__AIM__: In the data that follows, find the line containing "If you could mark the compactor"; then quote that line and every line after it, exactly, through the last one.
[BEGIN]
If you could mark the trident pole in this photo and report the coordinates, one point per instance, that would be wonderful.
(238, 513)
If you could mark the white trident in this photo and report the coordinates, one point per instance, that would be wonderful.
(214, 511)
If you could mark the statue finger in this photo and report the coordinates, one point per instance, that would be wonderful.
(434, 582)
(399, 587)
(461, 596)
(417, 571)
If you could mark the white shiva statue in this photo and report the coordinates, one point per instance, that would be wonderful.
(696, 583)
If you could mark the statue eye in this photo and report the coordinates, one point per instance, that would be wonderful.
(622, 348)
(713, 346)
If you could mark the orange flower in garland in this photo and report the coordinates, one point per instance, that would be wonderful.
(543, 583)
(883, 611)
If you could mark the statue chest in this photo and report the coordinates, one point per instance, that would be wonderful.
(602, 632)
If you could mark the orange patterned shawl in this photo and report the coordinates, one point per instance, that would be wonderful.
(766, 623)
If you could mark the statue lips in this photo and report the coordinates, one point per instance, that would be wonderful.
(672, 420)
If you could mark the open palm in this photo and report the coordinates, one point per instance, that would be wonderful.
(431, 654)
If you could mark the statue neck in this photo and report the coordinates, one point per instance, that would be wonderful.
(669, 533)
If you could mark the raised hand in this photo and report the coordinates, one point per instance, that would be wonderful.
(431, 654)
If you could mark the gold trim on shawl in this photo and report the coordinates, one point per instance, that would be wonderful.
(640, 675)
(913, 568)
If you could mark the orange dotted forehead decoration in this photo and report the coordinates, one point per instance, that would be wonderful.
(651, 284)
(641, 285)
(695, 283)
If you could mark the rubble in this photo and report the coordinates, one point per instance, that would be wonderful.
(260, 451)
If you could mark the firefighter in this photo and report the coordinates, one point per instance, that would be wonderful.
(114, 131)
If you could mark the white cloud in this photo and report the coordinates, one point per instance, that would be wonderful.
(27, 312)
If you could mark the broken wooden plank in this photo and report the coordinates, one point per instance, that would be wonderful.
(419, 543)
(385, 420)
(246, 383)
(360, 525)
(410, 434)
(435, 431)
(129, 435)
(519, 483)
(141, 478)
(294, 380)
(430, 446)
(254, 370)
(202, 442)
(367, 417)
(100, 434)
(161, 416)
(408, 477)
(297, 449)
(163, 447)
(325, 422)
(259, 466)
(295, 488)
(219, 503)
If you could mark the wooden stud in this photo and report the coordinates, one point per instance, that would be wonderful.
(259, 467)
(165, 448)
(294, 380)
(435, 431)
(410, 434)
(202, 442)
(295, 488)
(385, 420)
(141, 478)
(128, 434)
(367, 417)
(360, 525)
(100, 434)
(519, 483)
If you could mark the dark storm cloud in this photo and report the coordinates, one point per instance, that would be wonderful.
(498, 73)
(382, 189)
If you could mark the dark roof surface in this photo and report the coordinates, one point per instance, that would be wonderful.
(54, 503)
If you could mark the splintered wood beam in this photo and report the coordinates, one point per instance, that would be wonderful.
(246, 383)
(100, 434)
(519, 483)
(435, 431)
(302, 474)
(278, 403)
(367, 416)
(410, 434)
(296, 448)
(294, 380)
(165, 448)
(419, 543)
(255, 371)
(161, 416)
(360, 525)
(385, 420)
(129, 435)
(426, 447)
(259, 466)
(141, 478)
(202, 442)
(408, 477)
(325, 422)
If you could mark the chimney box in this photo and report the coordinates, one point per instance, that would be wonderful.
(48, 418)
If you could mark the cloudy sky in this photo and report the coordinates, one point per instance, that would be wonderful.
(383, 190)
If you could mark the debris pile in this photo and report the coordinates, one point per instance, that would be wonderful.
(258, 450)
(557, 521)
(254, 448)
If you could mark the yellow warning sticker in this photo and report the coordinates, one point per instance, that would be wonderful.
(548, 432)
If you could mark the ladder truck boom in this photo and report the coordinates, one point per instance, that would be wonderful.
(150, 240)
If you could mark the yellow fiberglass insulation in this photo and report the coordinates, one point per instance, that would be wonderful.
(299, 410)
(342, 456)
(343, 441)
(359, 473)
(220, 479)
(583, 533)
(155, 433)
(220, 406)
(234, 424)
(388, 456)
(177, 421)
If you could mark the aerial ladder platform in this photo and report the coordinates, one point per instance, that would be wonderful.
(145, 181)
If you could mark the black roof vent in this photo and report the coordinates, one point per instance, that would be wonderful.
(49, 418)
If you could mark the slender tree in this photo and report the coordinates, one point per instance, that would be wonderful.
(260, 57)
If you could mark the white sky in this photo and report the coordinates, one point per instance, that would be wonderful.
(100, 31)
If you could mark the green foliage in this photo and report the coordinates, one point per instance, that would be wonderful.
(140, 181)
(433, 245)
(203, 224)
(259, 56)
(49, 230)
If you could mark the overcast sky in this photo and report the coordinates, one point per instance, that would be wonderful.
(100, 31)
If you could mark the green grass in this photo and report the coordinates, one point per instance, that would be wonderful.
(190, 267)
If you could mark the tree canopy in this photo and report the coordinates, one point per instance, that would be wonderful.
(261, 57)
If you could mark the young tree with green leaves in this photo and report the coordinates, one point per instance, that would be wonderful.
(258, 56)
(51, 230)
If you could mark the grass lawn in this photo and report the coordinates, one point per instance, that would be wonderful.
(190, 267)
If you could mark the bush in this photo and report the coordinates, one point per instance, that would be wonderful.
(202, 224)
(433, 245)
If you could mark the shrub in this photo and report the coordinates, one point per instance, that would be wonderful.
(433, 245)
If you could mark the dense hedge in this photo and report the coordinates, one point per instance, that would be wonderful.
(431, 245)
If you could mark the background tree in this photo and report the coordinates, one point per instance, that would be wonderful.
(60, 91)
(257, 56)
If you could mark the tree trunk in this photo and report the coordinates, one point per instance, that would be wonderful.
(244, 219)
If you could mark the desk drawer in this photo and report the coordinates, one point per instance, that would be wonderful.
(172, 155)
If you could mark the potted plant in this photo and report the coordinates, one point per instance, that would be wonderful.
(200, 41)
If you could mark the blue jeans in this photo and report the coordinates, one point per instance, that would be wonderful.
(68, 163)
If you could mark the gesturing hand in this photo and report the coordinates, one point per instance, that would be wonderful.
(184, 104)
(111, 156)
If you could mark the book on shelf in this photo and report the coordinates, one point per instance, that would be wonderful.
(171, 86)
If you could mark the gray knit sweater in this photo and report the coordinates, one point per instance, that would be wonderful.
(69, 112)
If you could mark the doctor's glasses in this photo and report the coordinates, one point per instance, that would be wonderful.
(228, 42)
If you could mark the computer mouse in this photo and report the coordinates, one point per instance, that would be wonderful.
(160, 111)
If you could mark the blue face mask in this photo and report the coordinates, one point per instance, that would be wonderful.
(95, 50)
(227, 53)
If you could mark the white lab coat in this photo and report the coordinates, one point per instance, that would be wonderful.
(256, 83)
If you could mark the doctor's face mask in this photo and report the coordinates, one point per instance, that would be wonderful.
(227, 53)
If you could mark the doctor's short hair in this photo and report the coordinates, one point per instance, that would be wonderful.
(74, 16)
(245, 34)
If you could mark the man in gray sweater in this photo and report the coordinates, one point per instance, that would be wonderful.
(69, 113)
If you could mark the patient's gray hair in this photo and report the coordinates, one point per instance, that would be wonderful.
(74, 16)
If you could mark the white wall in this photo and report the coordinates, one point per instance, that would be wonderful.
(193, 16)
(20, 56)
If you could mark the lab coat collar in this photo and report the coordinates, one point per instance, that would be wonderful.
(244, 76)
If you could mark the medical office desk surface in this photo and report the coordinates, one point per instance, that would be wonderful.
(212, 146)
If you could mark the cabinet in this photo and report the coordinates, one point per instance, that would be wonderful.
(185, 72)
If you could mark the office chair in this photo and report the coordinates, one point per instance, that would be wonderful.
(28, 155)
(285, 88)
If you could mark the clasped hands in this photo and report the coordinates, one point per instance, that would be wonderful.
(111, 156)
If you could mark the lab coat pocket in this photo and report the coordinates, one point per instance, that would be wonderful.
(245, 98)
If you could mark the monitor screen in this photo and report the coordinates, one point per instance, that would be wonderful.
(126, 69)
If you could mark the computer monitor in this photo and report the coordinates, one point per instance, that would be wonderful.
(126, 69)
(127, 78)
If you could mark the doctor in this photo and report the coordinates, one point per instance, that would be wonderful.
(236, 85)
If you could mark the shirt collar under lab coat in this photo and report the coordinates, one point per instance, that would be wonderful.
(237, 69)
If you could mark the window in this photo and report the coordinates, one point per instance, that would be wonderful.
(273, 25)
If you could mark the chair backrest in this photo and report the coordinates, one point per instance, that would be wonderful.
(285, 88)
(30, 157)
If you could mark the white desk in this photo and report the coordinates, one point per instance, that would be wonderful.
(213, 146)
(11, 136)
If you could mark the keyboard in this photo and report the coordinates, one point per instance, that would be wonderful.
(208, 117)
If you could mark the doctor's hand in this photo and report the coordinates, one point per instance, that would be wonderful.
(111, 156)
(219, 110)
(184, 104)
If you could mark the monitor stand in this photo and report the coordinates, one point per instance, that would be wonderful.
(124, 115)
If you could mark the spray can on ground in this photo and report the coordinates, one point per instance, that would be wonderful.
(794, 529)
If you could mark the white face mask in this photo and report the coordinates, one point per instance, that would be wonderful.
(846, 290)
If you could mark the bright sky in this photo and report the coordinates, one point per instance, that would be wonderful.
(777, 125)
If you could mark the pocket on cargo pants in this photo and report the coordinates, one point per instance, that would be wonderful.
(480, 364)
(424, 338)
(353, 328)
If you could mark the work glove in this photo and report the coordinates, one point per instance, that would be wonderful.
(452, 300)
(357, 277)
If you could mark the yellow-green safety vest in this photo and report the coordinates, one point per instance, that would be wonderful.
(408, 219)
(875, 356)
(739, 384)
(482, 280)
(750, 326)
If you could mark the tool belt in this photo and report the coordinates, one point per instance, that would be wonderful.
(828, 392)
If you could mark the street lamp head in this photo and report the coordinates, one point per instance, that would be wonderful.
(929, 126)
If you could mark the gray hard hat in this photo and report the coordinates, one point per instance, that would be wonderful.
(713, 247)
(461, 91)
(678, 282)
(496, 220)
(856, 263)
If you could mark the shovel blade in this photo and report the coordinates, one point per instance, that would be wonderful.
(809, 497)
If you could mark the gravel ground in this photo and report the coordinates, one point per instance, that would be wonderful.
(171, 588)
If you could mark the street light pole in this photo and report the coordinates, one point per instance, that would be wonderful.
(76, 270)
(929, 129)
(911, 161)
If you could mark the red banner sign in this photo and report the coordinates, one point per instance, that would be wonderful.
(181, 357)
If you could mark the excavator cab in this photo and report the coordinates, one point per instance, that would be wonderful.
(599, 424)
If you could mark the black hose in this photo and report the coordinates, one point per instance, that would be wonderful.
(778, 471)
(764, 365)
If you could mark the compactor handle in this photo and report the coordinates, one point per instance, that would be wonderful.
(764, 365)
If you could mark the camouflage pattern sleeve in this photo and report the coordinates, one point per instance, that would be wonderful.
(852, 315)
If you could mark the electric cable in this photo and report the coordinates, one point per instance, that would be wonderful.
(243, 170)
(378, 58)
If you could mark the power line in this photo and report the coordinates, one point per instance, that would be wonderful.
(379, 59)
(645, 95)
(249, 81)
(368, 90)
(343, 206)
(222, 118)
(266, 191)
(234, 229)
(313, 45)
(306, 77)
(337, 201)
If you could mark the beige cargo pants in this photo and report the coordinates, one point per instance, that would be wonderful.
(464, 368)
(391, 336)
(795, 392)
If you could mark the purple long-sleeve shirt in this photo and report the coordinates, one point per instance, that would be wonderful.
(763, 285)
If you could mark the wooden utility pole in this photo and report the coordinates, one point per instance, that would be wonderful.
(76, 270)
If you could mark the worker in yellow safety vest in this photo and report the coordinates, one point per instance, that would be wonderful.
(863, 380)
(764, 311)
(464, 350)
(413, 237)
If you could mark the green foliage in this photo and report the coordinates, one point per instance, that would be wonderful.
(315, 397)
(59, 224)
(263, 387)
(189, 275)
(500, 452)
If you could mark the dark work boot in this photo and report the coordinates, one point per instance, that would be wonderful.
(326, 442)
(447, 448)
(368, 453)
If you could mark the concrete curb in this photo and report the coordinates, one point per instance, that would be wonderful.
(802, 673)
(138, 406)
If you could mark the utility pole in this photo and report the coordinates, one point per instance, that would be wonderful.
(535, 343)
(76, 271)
[END]
__EXERCISE RESULT__:
If you could mark the compactor handle in this photo and report the coordinates, one point per instance, that would be wonderful.
(764, 365)
If you could mark the camouflage pattern sleeve in this photo and report the coordinates, one point per instance, that would be wonderful.
(852, 315)
If you could mark the electric cable in this photo and report the coordinates, one point per instance, that would be wonderful.
(243, 170)
(378, 58)
If you could mark the power line in this photo and report the coordinates, one point per instance, that would be wonderful.
(379, 59)
(645, 95)
(249, 81)
(368, 90)
(343, 206)
(222, 118)
(266, 191)
(234, 229)
(313, 45)
(306, 77)
(337, 201)
If you could mark the beige cargo pants in this photo and report the coordinates, one point per instance, that would be wonderful.
(464, 368)
(391, 336)
(795, 392)
If you could mark the purple long-sleeve shirt in this photo and report the coordinates, one point per instance, that would be wonderful.
(763, 285)
If you could mark the wooden utility pole in this photo and report the coordinates, one point per instance, that would be wonderful.
(76, 270)
If you could mark the worker in yellow safety vest in this photo and report the coordinates, one point per instance, that would be wonderful.
(863, 380)
(764, 311)
(464, 350)
(413, 237)
If you could mark the green foliage in this photo and report the coordinates, one point per instance, that would be wonderful.
(315, 397)
(59, 224)
(263, 387)
(189, 275)
(500, 452)
If you could mark the dark work boot in this photo and report the coordinates, one point per instance, that would be wonderful.
(326, 442)
(447, 448)
(368, 453)
If you could mark the concrete curb in this photo and report the coordinates, one point per instance, that would be wonderful.
(802, 673)
(138, 406)
If you could mark the utility pole in this photo and report the coordinates, one point per instance, that would be wonderful.
(535, 343)
(76, 271)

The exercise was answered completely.